• [DESCRIPTION OF THE TASK]: Every line in the data below that holds "whole" should be found and copied.

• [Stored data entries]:
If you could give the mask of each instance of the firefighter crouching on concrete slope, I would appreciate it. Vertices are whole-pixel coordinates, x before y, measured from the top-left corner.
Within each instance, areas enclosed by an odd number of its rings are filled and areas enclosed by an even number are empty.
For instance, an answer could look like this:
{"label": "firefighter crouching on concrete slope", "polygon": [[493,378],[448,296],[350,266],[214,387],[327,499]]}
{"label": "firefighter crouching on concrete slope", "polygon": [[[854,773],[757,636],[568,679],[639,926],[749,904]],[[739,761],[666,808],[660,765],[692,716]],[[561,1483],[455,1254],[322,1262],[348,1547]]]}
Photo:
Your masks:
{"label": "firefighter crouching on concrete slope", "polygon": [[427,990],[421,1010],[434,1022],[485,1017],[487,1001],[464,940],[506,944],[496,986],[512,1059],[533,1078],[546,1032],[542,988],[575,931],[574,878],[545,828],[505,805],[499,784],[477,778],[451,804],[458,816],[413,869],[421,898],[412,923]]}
...
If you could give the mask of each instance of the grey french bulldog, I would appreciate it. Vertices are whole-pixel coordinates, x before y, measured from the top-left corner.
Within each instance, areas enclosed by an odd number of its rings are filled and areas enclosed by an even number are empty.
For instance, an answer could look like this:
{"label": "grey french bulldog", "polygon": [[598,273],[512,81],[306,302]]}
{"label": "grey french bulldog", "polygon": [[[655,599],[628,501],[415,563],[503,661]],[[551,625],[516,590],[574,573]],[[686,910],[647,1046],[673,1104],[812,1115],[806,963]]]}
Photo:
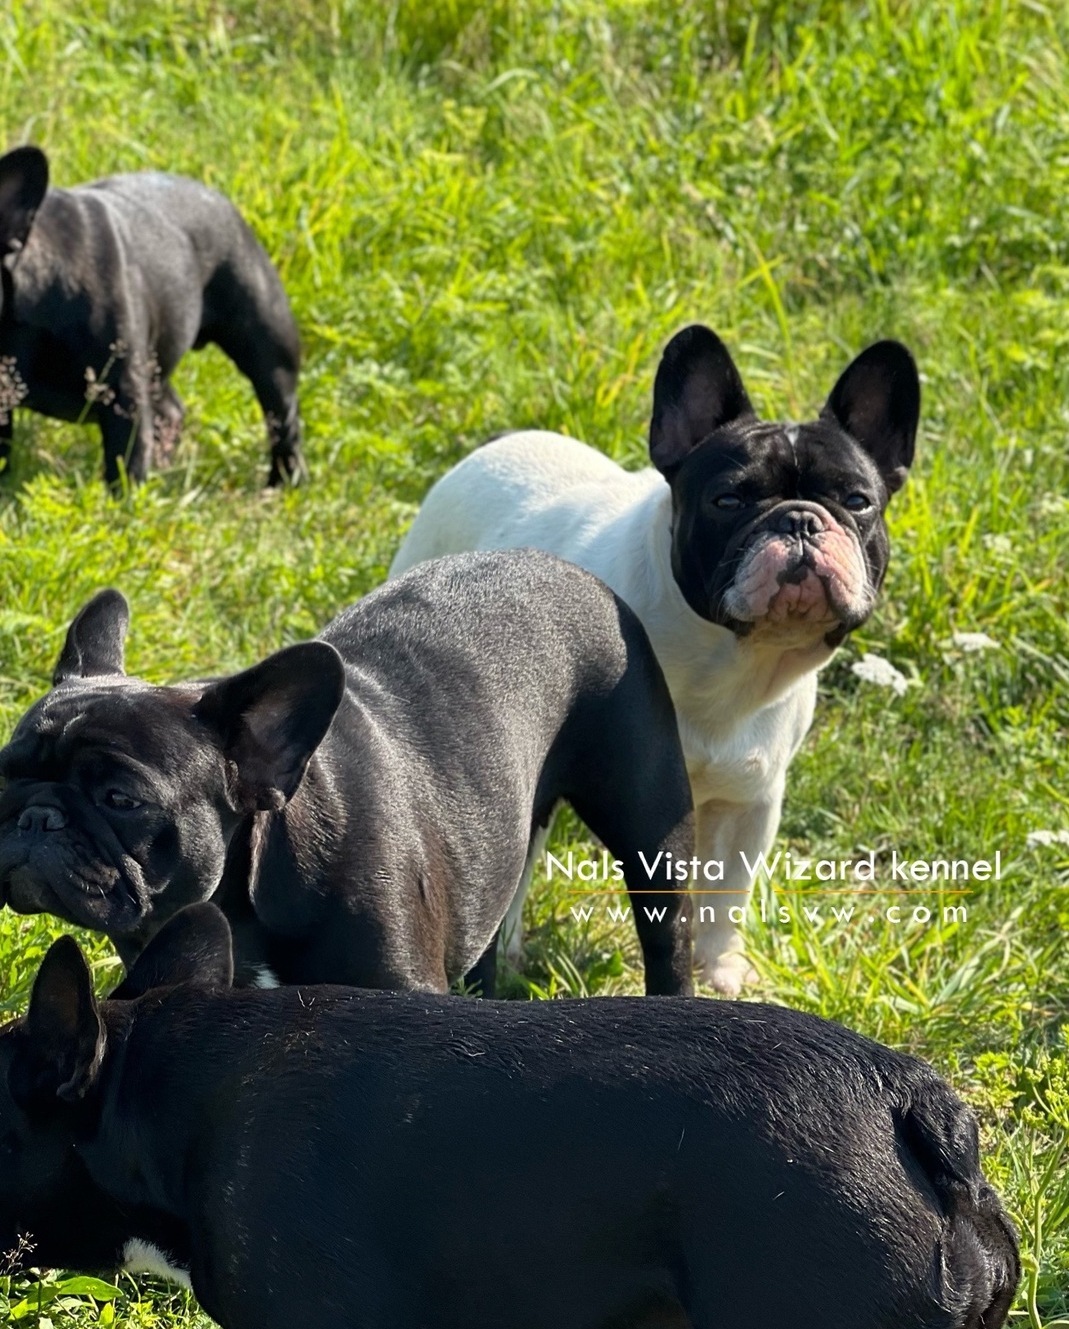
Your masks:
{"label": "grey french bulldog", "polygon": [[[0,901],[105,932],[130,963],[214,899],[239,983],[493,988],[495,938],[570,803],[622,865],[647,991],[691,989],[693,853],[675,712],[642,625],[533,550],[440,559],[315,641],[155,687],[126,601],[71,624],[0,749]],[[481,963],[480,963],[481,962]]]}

• [RESULT OF THIS EXERCISE]:
If you could give the mask of each instance of the firefighter crouching on concrete slope, I would appreciate it. Vertices are whole-pixel coordinates, x before y, measured from the top-left corner.
If you could give the mask of each instance of the grey french bulldog, I would appreciate it. Vertices are whole-pixel coordinates, x before y, measured from the top-left corner.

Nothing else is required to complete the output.